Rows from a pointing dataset
* BEGIN *

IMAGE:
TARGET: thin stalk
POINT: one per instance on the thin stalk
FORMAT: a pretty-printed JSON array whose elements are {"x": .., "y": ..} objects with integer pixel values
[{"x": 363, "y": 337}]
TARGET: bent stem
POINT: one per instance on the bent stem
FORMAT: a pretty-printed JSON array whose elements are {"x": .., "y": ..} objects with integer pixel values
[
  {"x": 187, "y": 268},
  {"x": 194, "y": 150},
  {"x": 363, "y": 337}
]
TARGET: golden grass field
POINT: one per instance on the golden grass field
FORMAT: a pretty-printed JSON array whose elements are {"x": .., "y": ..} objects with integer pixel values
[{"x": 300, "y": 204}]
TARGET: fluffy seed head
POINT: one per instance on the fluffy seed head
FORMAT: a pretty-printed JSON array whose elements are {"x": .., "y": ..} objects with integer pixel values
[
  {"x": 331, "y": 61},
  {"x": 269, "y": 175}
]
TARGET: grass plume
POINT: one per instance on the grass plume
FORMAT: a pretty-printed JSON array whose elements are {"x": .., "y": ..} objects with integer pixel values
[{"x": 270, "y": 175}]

* END *

INSTRUCTION:
Please retype all of the items above without changing anything.

TASK OUTPUT:
IMAGE:
TARGET: thin stalk
POINT: one per instance on the thin stalk
FORMAT: a pretty-printed JSON array whose elements are {"x": .., "y": ..} objects with integer pixel values
[{"x": 363, "y": 337}]
TARGET: bent stem
POINT: one per instance on the bent stem
FORMAT: a pretty-printed JSON array whose elements are {"x": .., "y": ..} objects with integer pixel values
[
  {"x": 187, "y": 268},
  {"x": 194, "y": 150},
  {"x": 363, "y": 337}
]
TARGET: golden grass field
POINT: one per instance on the golden grass field
FORMAT: a pretty-printed JSON array whose elements are {"x": .., "y": ..} objects with integer pixel values
[{"x": 300, "y": 204}]
TARGET: fluffy seed head
POINT: one per instance on the fluffy seed head
FORMAT: a pretty-printed JSON array whose elements are {"x": .., "y": ..} objects with integer pixel values
[
  {"x": 331, "y": 61},
  {"x": 269, "y": 175}
]
TARGET: grass plume
POINT: one per instance on the grass plume
FORMAT: a pretty-printed JSON array whose elements are {"x": .., "y": ..} objects with integer pixel values
[{"x": 270, "y": 175}]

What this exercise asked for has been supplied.